Location labeling records
___

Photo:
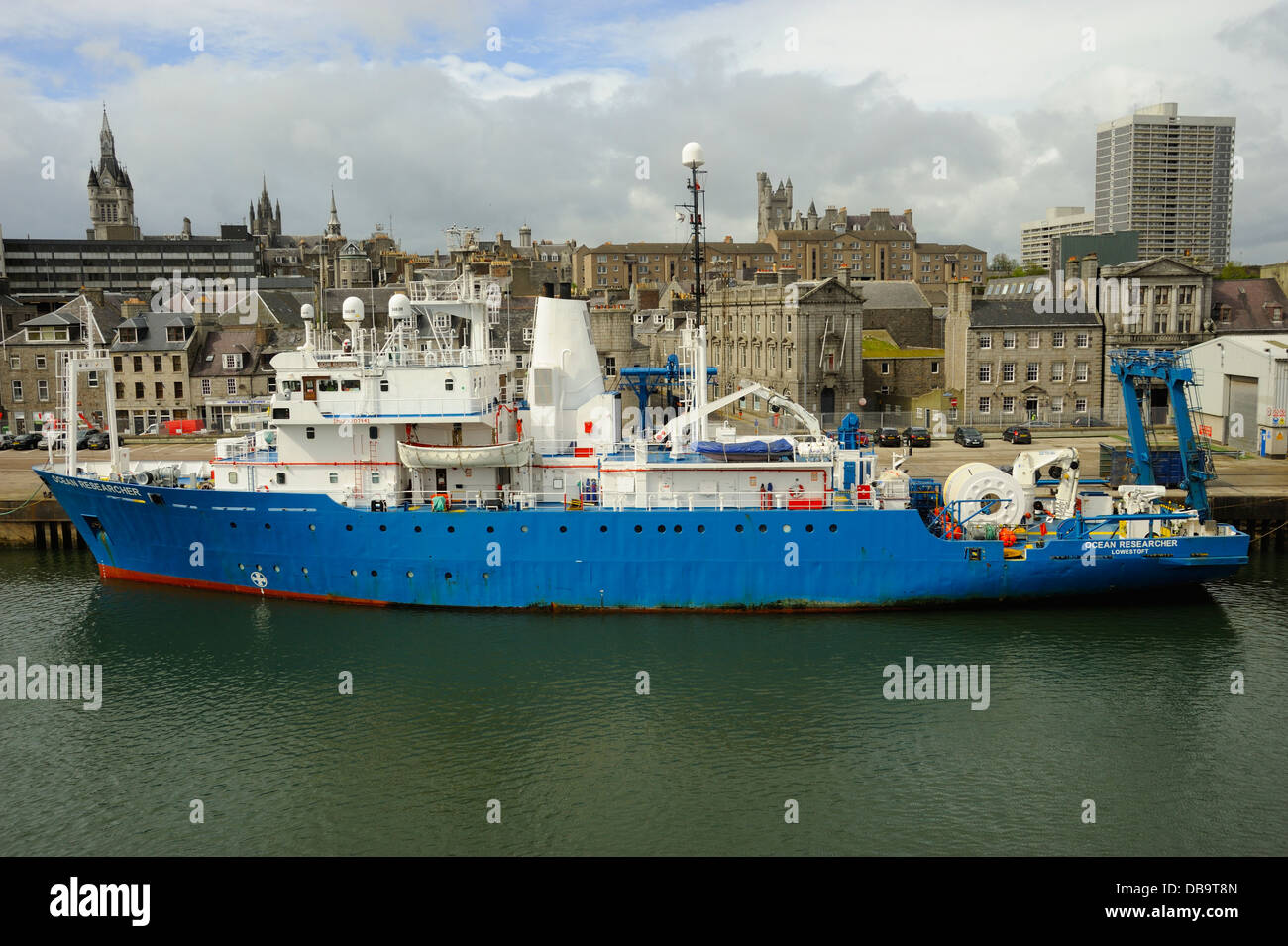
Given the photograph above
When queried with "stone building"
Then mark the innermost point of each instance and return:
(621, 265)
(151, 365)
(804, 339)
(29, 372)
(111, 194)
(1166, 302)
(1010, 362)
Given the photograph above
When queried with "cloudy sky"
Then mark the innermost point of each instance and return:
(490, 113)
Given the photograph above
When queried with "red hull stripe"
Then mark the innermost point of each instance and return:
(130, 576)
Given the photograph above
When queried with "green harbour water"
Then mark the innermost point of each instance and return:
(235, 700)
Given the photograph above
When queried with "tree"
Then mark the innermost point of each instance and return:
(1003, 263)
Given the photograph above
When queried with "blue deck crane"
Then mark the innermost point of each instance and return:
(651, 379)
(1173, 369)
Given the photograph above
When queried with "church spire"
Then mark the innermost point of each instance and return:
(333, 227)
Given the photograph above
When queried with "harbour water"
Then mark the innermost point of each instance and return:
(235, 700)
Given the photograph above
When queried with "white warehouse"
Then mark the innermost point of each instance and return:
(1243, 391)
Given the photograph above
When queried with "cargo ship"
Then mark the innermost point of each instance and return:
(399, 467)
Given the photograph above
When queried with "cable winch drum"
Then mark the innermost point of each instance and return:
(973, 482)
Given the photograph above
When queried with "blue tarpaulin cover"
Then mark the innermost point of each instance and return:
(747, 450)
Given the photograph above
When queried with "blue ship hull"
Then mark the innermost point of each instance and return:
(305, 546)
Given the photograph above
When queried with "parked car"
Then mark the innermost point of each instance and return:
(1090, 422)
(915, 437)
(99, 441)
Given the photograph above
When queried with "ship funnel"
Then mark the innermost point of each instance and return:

___

The entries above are to be returned exactly, without their pictures.

Solution to this exercise.
Photo:
Given the photograph above
When queried with "stone building"
Then mark the innermost point of each instance and return:
(621, 265)
(151, 365)
(804, 339)
(29, 372)
(111, 194)
(1166, 302)
(1010, 362)
Given the photograph above
When queried with "cloudy sky"
Then mark the innermost point of each instance and return:
(490, 113)
Given the photograph above
When queried with "red hull stripe"
Then mark the innermost point of each instance and return:
(130, 576)
Given the photograph above
When queried with "green harbour water"
Then mark the innermost point of each instance and return:
(235, 700)
Given the photograph above
When queried with "tree"
Then mark the innermost point of each instance and return:
(1003, 263)
Given the photograph above
When queried with "blue deck crane"
Then mark the innermost point of each instance and return:
(651, 379)
(1173, 369)
Given the photograph above
When queried with "church spire"
Then mark the innermost point of each instance and return:
(333, 227)
Given the photograph above
When queried with "harbour water"
Then mark the innermost point of each instance and return:
(235, 700)
Given the photograph above
When queried with "white warehouse"
Then mark the innermost point of each instance and return:
(1243, 391)
Given the photograph above
When queried with "cargo ship"
Then mark the innermost point of each instance and return:
(399, 467)
Given the photograph above
When queried with "cable winch drum"
Then mark the innermost point of each instance and return:
(973, 482)
Given the photograph above
When queried with "blue tarpaulin cover"
Then mark the innermost point of each instance and return:
(747, 450)
Given the photograph above
When queried with "blue ship hull"
Then mark the innermost point of each instance and return:
(305, 546)
Given the photograph above
When queried with "parked car"
Then mark the innermost point of each instance and return:
(1090, 422)
(915, 437)
(99, 441)
Given the photograph above
When queried with "ship funnel"
Then mark the innermost point of each instance and return:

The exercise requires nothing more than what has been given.